:: Information shown ::

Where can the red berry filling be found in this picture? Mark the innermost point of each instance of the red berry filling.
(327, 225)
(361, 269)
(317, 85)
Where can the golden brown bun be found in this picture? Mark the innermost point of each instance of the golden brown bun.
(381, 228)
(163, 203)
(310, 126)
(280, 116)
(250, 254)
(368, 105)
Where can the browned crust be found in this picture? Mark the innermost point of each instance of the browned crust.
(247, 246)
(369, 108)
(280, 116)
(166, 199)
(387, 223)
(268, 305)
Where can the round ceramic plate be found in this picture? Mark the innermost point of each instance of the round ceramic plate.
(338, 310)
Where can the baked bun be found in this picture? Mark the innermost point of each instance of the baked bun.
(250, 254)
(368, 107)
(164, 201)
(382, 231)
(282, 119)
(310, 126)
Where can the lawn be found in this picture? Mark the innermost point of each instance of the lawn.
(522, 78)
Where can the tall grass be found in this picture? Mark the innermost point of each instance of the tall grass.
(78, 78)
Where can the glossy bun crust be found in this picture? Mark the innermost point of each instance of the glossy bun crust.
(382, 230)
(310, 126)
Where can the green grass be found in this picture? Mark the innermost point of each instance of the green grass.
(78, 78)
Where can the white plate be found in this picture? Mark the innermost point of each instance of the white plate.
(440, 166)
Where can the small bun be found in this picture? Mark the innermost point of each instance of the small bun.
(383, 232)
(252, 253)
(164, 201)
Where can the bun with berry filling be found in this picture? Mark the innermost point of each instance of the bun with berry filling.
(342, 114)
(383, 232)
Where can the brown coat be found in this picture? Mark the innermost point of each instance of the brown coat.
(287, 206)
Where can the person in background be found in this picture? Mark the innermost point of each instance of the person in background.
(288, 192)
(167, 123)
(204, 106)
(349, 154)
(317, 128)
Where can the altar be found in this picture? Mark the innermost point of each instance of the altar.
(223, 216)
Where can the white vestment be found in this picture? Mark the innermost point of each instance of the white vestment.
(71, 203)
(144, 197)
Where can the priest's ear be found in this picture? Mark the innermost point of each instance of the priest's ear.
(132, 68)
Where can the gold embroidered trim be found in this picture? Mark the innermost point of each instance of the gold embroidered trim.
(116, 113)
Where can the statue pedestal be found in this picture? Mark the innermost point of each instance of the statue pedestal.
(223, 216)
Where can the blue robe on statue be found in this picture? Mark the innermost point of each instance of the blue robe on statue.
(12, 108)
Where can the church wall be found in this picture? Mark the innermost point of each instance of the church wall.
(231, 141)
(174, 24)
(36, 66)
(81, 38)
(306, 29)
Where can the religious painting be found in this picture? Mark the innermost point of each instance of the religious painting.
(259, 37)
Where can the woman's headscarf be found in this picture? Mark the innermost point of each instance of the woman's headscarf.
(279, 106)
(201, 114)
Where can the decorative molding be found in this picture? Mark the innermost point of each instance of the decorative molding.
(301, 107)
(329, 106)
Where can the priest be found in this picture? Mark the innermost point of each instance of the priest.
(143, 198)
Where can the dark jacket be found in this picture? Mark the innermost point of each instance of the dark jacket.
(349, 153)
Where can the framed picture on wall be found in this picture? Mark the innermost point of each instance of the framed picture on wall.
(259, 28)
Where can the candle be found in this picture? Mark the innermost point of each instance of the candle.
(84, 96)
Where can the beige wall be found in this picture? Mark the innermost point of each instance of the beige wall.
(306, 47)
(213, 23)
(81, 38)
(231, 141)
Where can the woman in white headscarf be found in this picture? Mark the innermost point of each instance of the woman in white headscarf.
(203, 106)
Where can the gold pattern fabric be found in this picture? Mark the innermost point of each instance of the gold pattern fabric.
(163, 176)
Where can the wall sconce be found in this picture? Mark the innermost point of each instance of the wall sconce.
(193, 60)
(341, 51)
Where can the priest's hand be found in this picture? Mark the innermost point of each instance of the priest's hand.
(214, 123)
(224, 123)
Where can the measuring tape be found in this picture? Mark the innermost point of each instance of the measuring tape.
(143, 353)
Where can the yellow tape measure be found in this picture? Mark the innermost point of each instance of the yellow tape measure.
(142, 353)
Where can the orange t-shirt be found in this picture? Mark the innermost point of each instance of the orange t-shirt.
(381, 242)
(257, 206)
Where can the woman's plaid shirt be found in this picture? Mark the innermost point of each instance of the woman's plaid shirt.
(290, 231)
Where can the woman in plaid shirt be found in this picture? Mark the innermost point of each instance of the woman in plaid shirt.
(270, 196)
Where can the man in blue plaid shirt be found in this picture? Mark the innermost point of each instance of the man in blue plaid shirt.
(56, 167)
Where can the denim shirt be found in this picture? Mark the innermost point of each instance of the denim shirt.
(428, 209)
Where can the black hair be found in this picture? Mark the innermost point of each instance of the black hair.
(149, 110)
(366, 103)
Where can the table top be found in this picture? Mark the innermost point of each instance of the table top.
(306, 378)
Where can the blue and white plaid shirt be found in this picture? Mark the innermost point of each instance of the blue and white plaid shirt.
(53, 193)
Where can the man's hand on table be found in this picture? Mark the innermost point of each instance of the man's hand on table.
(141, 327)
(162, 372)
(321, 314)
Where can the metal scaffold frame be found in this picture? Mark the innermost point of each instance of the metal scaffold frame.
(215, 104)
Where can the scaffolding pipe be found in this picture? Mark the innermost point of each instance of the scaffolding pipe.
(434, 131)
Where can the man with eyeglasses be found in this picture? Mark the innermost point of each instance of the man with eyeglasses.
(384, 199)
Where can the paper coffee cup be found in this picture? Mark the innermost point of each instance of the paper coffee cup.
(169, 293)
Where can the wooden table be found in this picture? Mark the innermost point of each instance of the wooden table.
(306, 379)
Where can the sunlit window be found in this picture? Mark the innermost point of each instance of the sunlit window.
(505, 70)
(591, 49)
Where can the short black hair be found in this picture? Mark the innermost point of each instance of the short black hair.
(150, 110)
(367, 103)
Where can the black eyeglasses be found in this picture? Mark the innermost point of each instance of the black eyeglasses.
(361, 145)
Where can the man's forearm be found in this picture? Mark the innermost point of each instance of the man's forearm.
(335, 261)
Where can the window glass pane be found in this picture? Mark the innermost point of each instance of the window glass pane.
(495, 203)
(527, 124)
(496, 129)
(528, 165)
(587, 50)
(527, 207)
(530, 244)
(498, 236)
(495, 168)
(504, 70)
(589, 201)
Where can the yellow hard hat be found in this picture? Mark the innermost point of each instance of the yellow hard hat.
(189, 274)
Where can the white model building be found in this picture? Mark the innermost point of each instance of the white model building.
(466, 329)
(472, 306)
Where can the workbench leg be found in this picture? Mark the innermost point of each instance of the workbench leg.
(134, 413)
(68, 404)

:::

Rewrite the listing above, changing every "innermost point" to "central point" and keeping everything else the same.

→ **Task solution**:
Where can the red berry filling be found in this picture? Mark the central point of each instance of the red berry filling.
(327, 225)
(361, 269)
(317, 85)
Where can the golden brown bun be found in this picture? Mark the central point of each instance of the golden brown bun.
(381, 228)
(163, 203)
(310, 126)
(280, 116)
(250, 254)
(368, 105)
Where can the browned crust be found in this picture? Mark the central point of each instance of the browned crust.
(247, 246)
(369, 108)
(280, 116)
(166, 199)
(387, 223)
(268, 305)
Where can the round ceramic plate be found in this picture? Mark the central point of each instance of the round ceramic plate.
(338, 310)
Where can the baked bun be found in this picture? Mark the central point of each instance of the baked bun.
(250, 254)
(368, 107)
(164, 201)
(382, 231)
(282, 119)
(310, 126)
Where can the lawn be found in this picture? Mark the central point of each instance of the lawn.
(522, 78)
Where can the tall grass be found in this picture? Mark the central point of each instance of the tall grass.
(78, 78)
Where can the glossy bun crust be found in this picture? Mark the central point of each instance of the glossy bun crust.
(382, 230)
(310, 126)
Where can the green grass be found in this picture? Mark the central point of each instance of the green grass.
(78, 78)
Where can the white plate be found in this picture? Mark the central point of each instance of the white plate.
(440, 166)
Where can the small bun be found in this picture? Mark the central point of each instance of the small bun.
(383, 232)
(252, 253)
(164, 201)
Where can the bun with berry filling be found in this picture? Mark the central point of each instance of the bun with berry filling.
(342, 114)
(383, 232)
Where can the brown coat be found in this picture? Mark the central point of each instance of the brown coat.
(287, 206)
Where can the person in background be found in this picture? Mark the central point of each instance of the person in background.
(288, 192)
(167, 123)
(204, 106)
(349, 154)
(317, 128)
Where can the altar be found in this picture? Mark the central point of each instance of the altar.
(223, 216)
Where can the white vestment be found in this picture? Mark the central point of each instance of the white vestment.
(71, 203)
(144, 197)
Where can the priest's ear be found in this picture? Mark the central point of each instance of the priest's ear.
(132, 68)
Where can the gold embroidered trim be found in this picture? Mark the central point of each instance of the gold embroidered trim.
(116, 113)
Where can the statue pedestal be found in this picture? Mark the central point of each instance of the statue pedestal.
(223, 216)
Where can the blue robe on statue be found in this picture? Mark the central point of each instance of the blue robe on statue.
(12, 108)
Where can the church wall be found in this picture? Mark the central point of each instance of the church wall.
(231, 141)
(174, 24)
(36, 66)
(81, 38)
(306, 29)
Where can the religious painting be found in this picture? Mark the central point of each instance of the religious painting.
(259, 37)
Where can the woman's headscarf be found in this picture? Mark the central point of each instance of the woman's headscarf.
(279, 106)
(201, 114)
Where can the decorative molding be found in this picture? Mark the central point of each instance of the decorative molding.
(301, 107)
(329, 106)
Where can the priest be found in this picture? Mark the central point of each instance of the priest.
(143, 198)
Where can the dark jacket be found in this picture? Mark the central point of each instance of the dark jacket.
(349, 153)
Where can the framed picture on wall be found in this picture? Mark the central point of each instance of the framed picture on wall.
(259, 28)
Where can the candle be found in this picture? Mark the central point of each instance of the candle.
(84, 96)
Where can the beige wall be found in this picture? Mark the central point of each instance of the beige wall.
(306, 47)
(213, 23)
(81, 38)
(231, 141)
Where can the woman in white headscarf be found in this picture? Mark the central point of each instance of the woman in white headscarf.
(203, 106)
Where can the gold pattern fabric be found in this picture? Mark the central point of each instance of the gold pattern fabric.
(163, 176)
Where can the wall sconce be found in this picture? Mark the central point of each instance of the wall sconce.
(193, 60)
(341, 51)
Where can the priest's hand be found in this picture? Mark the central point of each instance of the priest's hand.
(214, 123)
(224, 123)
Where can the measuring tape be found in this picture? Mark the central point of each instance of the measuring tape.
(143, 353)
Where can the yellow tape measure be found in this picture? Mark the central point of each instance of the yellow tape measure.
(142, 353)
Where can the orange t-shirt be found in this picture? Mark the central point of each instance of the orange t-shirt.
(381, 242)
(257, 206)
Where can the woman's plaid shirt be found in this picture? Mark the central point of each instance of the woman's plaid shirt.
(290, 231)
Where can the woman in plaid shirt be found in this picture? Mark the central point of each instance of the woman in plaid shirt.
(270, 196)
Where can the man in blue plaid shirt be found in this picture? Mark the central point of each instance of the man in blue plaid shirt.
(56, 167)
Where can the denim shirt be found in this picture? Mark the central point of each instance of the denim shirt.
(428, 209)
Where can the black hair be found in this picture? Mark the central point of each instance of the black hair.
(149, 110)
(366, 103)
Where can the table top be found in this picture? Mark the central point of each instance of the table top.
(306, 378)
Where can the blue and white plaid shirt be found in this picture? Mark the central point of each instance of the blue and white plaid shirt.
(53, 193)
Where can the man's hand on table be found in this picture? Mark the central point of each instance of the man's hand on table.
(141, 327)
(162, 372)
(321, 314)
Where can the metal scaffold frame be found in this picture? Mark the central point of each instance of the metal scaffold frame.
(215, 104)
Where can the scaffolding pipe be found in this picture? Mark the central point of each instance of the scaffolding pipe.
(434, 131)
Where can the man with eyeglasses be found in this picture? Mark the central point of each instance of the man with eyeglasses.
(384, 199)
Where can the paper coffee cup be found in this picture? Mark the central point of each instance of the paper coffee cup.
(169, 293)
Where can the wooden table be found in this picture? Mark the central point of each instance of the wooden table.
(306, 379)
Where can the sunlit window be found in this picture? Mark the central point of each instance of the sunlit window.
(505, 70)
(591, 49)
Where can the short black hair be found in this picture? Mark the central point of each instance of the short black hair.
(150, 110)
(367, 103)
Where can the black eyeglasses be found in this picture? Mark the central point of each instance of the black eyeglasses.
(361, 145)
Where can the man's forearm be found in this picture? Mark the central point of each instance of the man's forearm.
(335, 261)
Where can the window glass pane be found in this picture? Mark the central point of each instance of the window glass pane.
(495, 203)
(527, 124)
(496, 129)
(528, 165)
(587, 50)
(527, 207)
(530, 244)
(498, 236)
(495, 168)
(504, 70)
(589, 201)
Where can the yellow hard hat be found in this picture? Mark the central point of each instance of the yellow hard hat.
(189, 274)
Where can the white model building be found in this picture? Mark the central point of each instance of the white model building.
(466, 329)
(472, 306)
Where can the workbench leg be found in this picture? Mark the central point of each instance of the workbench leg.
(134, 413)
(68, 404)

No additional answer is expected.